What to work on »
Locate each line in the material below that contains the word "shadow" and copy those lines.

━━━━━━━━━━

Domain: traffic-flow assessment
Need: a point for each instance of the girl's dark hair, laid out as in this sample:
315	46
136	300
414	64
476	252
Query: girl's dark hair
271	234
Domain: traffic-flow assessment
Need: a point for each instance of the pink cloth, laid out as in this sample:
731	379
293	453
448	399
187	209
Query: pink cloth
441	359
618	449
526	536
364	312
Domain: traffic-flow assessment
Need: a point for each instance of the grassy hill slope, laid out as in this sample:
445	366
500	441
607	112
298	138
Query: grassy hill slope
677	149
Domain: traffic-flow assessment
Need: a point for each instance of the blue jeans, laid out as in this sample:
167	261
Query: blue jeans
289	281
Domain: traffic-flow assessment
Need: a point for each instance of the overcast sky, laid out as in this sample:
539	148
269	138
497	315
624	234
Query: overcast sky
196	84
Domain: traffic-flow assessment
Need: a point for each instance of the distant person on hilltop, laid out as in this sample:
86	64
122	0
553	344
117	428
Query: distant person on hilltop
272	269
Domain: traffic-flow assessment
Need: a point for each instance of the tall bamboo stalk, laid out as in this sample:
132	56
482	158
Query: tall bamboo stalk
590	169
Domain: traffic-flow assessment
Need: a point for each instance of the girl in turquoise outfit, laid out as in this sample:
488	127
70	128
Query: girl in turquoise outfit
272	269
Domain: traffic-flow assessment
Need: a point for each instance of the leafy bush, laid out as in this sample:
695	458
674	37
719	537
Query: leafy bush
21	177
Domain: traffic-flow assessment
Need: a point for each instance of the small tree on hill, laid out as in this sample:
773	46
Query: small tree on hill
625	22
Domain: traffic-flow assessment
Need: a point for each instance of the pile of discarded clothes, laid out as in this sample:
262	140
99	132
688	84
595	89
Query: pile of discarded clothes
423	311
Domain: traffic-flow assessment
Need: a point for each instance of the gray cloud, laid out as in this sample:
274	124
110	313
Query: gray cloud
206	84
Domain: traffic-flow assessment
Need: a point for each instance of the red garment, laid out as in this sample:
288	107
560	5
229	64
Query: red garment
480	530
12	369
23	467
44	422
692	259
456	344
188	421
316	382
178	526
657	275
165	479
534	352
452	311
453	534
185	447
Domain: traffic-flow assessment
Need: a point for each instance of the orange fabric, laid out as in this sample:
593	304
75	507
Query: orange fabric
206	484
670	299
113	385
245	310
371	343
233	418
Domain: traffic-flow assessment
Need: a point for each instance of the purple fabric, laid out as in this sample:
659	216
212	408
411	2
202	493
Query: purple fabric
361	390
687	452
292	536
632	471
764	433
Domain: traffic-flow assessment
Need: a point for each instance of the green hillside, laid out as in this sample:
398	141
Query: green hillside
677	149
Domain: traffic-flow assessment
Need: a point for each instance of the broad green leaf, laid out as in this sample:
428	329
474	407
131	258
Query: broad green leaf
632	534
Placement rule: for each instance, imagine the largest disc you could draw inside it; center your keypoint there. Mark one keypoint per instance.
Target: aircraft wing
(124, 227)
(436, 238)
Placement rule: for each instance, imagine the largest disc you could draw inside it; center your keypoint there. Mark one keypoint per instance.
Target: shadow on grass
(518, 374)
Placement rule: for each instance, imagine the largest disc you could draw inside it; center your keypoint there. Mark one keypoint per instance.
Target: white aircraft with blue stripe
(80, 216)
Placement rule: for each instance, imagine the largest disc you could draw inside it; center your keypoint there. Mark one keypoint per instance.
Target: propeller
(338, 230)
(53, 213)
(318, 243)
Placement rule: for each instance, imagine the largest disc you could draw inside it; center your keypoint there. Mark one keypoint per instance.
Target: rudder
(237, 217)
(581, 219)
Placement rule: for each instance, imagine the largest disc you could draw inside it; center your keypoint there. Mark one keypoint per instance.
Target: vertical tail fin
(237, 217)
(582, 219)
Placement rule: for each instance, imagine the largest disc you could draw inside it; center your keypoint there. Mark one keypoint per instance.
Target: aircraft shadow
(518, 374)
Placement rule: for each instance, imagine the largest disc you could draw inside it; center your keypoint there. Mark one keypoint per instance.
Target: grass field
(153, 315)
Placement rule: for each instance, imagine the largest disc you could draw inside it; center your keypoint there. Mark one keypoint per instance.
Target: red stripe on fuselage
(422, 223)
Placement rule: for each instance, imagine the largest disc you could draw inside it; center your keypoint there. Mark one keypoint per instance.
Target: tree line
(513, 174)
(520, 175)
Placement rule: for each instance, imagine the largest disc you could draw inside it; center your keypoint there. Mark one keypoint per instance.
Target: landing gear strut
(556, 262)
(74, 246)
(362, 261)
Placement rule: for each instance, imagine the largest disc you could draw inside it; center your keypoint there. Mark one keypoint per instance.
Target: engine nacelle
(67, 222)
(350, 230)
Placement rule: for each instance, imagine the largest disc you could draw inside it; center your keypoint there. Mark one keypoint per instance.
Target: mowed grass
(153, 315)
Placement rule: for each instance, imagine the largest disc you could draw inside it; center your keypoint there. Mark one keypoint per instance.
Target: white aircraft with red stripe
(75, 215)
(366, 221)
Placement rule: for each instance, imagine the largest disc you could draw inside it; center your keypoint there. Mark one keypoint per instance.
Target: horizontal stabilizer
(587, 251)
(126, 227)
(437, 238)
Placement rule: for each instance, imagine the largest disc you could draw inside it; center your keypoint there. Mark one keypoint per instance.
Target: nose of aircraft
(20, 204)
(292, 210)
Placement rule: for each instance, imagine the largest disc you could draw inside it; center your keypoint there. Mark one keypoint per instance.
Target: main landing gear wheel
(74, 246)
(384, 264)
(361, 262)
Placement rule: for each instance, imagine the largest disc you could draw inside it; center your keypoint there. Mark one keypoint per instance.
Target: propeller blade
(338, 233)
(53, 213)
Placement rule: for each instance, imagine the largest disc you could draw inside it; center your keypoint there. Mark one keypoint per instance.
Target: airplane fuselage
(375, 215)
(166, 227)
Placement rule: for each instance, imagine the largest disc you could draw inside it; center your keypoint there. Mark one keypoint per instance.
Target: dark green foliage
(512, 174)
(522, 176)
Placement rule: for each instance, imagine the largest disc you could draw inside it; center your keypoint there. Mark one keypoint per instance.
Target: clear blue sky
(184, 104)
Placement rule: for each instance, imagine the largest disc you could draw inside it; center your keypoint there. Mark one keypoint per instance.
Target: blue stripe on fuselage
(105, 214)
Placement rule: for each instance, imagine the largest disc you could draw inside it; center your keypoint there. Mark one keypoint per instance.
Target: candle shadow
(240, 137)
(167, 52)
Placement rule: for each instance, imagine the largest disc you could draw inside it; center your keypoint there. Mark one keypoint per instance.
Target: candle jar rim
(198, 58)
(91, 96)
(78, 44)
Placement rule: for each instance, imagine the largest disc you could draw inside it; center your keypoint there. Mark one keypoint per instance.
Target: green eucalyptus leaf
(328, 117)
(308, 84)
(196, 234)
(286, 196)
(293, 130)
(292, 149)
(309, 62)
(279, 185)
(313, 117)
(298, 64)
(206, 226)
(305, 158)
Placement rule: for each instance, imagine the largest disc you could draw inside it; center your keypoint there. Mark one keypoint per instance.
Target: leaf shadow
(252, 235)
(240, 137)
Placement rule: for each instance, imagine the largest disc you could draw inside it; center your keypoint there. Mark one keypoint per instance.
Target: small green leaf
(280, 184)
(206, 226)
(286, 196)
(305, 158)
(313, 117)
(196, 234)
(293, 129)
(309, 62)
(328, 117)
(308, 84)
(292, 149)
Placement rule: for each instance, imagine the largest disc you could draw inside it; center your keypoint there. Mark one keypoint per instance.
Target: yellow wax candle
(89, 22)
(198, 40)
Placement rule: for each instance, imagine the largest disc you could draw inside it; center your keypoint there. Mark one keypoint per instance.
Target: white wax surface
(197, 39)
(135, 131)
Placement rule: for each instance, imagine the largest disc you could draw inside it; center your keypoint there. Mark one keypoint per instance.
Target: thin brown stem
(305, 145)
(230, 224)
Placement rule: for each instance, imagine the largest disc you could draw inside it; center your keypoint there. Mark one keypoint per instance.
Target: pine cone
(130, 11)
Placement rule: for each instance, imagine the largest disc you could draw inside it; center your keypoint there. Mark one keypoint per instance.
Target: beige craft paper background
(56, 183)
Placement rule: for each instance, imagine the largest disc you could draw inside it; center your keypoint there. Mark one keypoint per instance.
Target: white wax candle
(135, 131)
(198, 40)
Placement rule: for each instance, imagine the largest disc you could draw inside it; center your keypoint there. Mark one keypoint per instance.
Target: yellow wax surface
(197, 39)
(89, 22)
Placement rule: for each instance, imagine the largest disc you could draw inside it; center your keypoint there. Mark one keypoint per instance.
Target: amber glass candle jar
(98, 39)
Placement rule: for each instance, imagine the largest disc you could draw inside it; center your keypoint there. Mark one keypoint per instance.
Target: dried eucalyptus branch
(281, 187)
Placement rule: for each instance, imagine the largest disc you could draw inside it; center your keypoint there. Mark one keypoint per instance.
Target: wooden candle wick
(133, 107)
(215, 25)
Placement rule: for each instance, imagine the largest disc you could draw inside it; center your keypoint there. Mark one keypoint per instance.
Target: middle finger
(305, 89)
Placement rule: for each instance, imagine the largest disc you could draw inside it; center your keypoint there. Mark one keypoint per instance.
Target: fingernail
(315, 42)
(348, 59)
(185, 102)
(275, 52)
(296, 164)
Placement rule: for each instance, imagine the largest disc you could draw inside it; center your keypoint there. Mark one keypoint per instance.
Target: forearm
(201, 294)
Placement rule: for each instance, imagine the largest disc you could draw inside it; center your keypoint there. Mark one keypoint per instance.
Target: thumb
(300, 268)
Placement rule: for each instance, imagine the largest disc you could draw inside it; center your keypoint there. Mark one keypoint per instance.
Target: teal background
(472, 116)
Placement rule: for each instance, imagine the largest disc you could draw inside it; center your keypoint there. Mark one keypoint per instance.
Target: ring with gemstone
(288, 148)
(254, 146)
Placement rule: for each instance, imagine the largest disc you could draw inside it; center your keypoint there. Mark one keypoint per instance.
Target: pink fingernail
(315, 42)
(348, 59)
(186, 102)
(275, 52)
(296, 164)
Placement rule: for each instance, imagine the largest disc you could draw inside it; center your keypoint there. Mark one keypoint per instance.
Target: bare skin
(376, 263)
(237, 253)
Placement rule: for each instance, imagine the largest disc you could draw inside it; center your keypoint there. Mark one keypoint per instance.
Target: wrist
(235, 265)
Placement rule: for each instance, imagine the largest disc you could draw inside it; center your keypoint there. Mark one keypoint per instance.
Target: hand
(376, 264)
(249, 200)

━━━━━━━━━━

Written solution »
Target: shadow on grass
Target: aircraft shadow
Target: candle shadow
Target: leaf shadow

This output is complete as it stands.